| INSTRUCTIONS FOR THE TASK |
The records below need retyping in full; give them again exactly.

| STORED ROWS |
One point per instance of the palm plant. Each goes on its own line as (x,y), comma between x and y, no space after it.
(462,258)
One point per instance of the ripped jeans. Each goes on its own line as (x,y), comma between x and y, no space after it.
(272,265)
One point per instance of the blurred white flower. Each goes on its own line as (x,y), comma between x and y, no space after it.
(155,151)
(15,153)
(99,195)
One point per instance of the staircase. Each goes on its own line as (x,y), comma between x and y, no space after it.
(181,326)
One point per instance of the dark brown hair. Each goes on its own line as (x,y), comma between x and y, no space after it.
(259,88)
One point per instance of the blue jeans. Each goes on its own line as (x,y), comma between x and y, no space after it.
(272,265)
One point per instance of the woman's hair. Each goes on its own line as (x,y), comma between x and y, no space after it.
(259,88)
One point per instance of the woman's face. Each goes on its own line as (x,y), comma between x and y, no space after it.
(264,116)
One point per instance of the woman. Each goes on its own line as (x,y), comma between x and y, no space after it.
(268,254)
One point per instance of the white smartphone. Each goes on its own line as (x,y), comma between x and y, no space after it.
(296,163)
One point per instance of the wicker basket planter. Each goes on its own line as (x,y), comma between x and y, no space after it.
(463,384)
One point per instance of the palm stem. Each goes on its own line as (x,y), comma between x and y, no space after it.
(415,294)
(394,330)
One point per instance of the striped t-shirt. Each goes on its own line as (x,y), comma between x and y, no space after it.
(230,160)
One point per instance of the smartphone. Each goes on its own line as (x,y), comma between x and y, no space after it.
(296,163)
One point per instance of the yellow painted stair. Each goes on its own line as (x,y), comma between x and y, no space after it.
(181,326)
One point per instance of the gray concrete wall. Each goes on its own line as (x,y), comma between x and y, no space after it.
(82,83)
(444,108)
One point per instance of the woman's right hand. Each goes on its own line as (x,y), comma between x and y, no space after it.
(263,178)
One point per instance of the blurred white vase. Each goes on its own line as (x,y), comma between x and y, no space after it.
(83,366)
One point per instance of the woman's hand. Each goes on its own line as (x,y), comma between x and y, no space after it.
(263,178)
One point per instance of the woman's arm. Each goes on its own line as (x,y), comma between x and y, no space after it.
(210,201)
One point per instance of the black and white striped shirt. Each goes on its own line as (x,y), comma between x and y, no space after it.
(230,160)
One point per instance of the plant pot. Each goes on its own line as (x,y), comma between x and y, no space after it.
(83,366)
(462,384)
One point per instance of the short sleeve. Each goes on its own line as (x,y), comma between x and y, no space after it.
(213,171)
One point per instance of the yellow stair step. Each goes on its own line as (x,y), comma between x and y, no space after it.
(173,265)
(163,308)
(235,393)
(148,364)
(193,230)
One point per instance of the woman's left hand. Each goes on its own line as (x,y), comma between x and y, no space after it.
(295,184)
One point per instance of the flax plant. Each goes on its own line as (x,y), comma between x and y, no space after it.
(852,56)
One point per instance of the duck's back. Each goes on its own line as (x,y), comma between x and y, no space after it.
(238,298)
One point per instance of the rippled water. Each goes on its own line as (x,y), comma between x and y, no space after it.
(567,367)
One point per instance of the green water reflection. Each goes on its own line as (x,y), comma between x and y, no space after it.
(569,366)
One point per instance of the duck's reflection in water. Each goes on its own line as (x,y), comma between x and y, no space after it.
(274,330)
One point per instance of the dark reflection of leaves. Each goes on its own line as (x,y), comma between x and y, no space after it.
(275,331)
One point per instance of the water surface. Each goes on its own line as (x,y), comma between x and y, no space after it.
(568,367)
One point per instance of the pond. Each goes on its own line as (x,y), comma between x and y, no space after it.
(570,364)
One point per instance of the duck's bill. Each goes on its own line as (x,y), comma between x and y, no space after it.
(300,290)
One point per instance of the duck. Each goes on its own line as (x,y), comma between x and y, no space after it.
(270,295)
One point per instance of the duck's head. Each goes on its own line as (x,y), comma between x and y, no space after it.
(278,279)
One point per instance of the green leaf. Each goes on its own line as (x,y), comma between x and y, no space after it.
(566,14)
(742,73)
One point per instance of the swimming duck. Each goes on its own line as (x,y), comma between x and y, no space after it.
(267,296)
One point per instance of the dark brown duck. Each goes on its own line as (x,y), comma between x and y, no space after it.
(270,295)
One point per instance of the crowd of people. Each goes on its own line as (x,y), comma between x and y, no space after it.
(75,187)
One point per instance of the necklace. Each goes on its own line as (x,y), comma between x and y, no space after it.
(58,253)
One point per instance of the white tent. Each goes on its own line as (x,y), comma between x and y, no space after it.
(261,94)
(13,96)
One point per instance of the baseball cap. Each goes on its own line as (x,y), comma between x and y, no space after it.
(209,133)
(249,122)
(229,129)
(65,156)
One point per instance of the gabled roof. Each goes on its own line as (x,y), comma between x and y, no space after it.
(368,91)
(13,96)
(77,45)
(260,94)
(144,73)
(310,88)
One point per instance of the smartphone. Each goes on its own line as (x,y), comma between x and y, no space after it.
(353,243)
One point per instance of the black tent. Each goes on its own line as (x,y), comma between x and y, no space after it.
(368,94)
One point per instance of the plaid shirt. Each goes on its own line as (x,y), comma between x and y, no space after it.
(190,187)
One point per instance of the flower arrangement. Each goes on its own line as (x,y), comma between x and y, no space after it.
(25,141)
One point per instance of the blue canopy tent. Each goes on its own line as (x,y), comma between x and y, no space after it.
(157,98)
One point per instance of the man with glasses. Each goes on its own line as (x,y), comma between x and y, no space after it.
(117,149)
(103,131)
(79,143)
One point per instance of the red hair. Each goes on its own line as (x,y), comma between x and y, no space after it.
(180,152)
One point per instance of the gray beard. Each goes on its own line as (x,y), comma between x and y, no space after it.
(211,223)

| RESPONSE TO THE TASK |
One point per instance of the palm plant. Each goes on its own line as (x,y), comma between x and y, no space after it.
(462,258)
One point per instance of the ripped jeans. Each goes on its own line as (x,y), comma between x and y, no space after it.
(272,265)
One point per instance of the blurred white flower. Each goes on its own line as (x,y), comma between x and y, no space after it.
(155,151)
(15,153)
(99,195)
One point per instance of the staircase. Each goes on its own line as (x,y), comma between x and y, no space after it.
(181,326)
One point per instance of the dark brown hair. Each goes on its own line as (x,y), comma between x and y, no space after it.
(259,88)
One point per instance of the blue jeans. Each goes on its own line as (x,y), comma between x and y, no space after it.
(272,265)
One point per instance of the woman's hair. Each goes on its own line as (x,y), comma between x and y, no space after it.
(259,88)
One point per instance of the woman's face. Each goes on its own line as (x,y), comma between x and y, no space after it.
(264,116)
One point per instance of the woman. Each goes on its own line as (x,y), comma between x and y, no space after it.
(268,254)
One point per instance of the white smartphone. Each goes on its own line as (x,y), comma between x and y, no space after it.
(296,163)
One point per instance of the wicker basket planter. Each goes on its own line as (x,y), comma between x and y, no space after it.
(463,384)
One point per instance of the palm stem. Each goes on its own line as (x,y), comma between x and y, no space after it.
(415,294)
(394,330)
One point per instance of the striped t-shirt. Each goes on its own line as (x,y), comma between x and y, no space after it.
(230,160)
One point per instance of the smartphone. Each goes on its own line as (x,y), comma between x and y, no space after it.
(296,163)
One point per instance of the yellow painted stair. Each goes on its own line as (x,y), comma between x and y, no space after it.
(181,326)
One point per instance of the gray concrete wall. Each goes on its own line as (x,y), comma between x and y, no space after it.
(82,83)
(444,108)
One point per instance of the woman's right hand. Each goes on its own line as (x,y), comma between x and y, no space after it.
(263,178)
One point per instance of the blurred white vase. Each goes on its own line as (x,y), comma between x and y, no space after it.
(83,366)
One point per instance of the woman's hand. Each goes on its own line as (x,y), comma between x and y, no space after it.
(263,178)
One point per instance of the woman's arm. Each goes on its own line as (x,y), comma between x and y, no space after it.
(210,201)
One point per instance of the black and white striped shirt. Each goes on its own line as (x,y), comma between x and y, no space after it.
(230,160)
One point per instance of the plant pot. Each goes on its own line as (x,y), comma between x and y, no space after it.
(83,366)
(462,384)
One point per instance of the short sleeve. Each goes on its own line as (x,y), comma between x and y, no space after it.
(213,171)
One point per instance of the yellow stair step. Each goes on its own line as (x,y), comma between x and y, no space after it.
(173,265)
(163,308)
(235,393)
(148,364)
(193,230)
One point per instance of the woman's left hand. Each goes on its own line as (x,y), comma between x and y, no space after it.
(295,184)
One point per instance of the flax plant. Each goes on its own line as (x,y), comma between x and y, no space after it.
(852,56)
One point per instance of the duck's back. Each goes on its own line as (x,y), comma between x and y, no space after it.
(238,298)
One point per instance of the rippled water. Each goes on its own line as (x,y), comma between x and y, no space after it.
(567,367)
One point per instance of the green water reflection. Each goes on its own line as (x,y), comma between x and y, no space after it.
(569,366)
One point per instance of the duck's reflection in water. Each goes on its own line as (x,y), comma between x and y, no space after it.
(274,330)
One point per instance of the dark reflection of leaves. Each goes on its own line as (x,y), comma between x and y, no space after it.
(275,331)
One point per instance of the water surface. Each goes on its own line as (x,y), comma between x and y, no space after it.
(568,367)
One point per instance of the pond. Each goes on its own line as (x,y), comma between x and y, no space after it.
(570,364)
One point per instance of the duck's bill. Each goes on its own line as (x,y), comma between x and y, no space after it.
(300,290)
One point per instance of the duck. Each goes on its own line as (x,y), comma between x and y, no space after it.
(270,295)
One point per instance of the duck's head. Each goes on its own line as (x,y), comma between x and y, no space after it.
(278,279)
One point per instance of the green leaf. Each goes on its own line as (x,y), comma between x and y, no space after it.
(566,14)
(742,73)
One point per instance of the swimming duck. Each goes on its own line as (x,y), comma between x and y, no space after it.
(267,296)
One point per instance of the dark brown duck. Each goes on its own line as (x,y), comma between x and y, no space after it.
(270,295)
One point per instance of the crowd of people. Each goes on its own line as (x,y), comma between x and y, no space after it.
(75,187)
One point per instance of the necklace. Each goes on its own line as (x,y), comma between x and y, no space after it.
(58,253)
One point per instance of the white tent. Each goes on its own line as (x,y), comma between x and y, no space after it.
(261,94)
(13,96)
One point per instance of the baseball cap. Each goes on its own line as (x,y), comma between x and y, no space after it.
(209,133)
(249,122)
(229,129)
(65,156)
One point per instance of the gabled roof. Each goes on its own line as (x,y), comma between x and y, no space after it.
(368,91)
(13,96)
(77,45)
(260,94)
(144,73)
(310,88)
One point per instance of the smartphone. Each goes on its own line as (x,y), comma between x and y, no space after it.
(353,243)
One point per instance of the black tent. Each goes on its own line as (x,y), comma between x and y, no space after it.
(368,94)
One point per instance of the plaid shirt. Each goes on its own line as (x,y), comma between x and y, no space after it.
(190,187)
One point per instance of the flower arrangement. Each goes on its own line as (x,y), comma between x and y, no space after it.
(25,141)
One point per instance of the blue canopy tent. Each goes on its own line as (x,y), comma between x and y, no space after it.
(157,98)
One point per instance of the man with glasses. Each goes on its own line as (x,y), comma between x and y, no space after it.
(117,149)
(103,131)
(79,143)
One point per instance of the red hair. Each goes on its own line as (x,y), comma between x and y, no space after it.
(180,152)
One point per instance of the gray beard. Each goes on its own line as (x,y), comma between x and y, no space after it.
(211,223)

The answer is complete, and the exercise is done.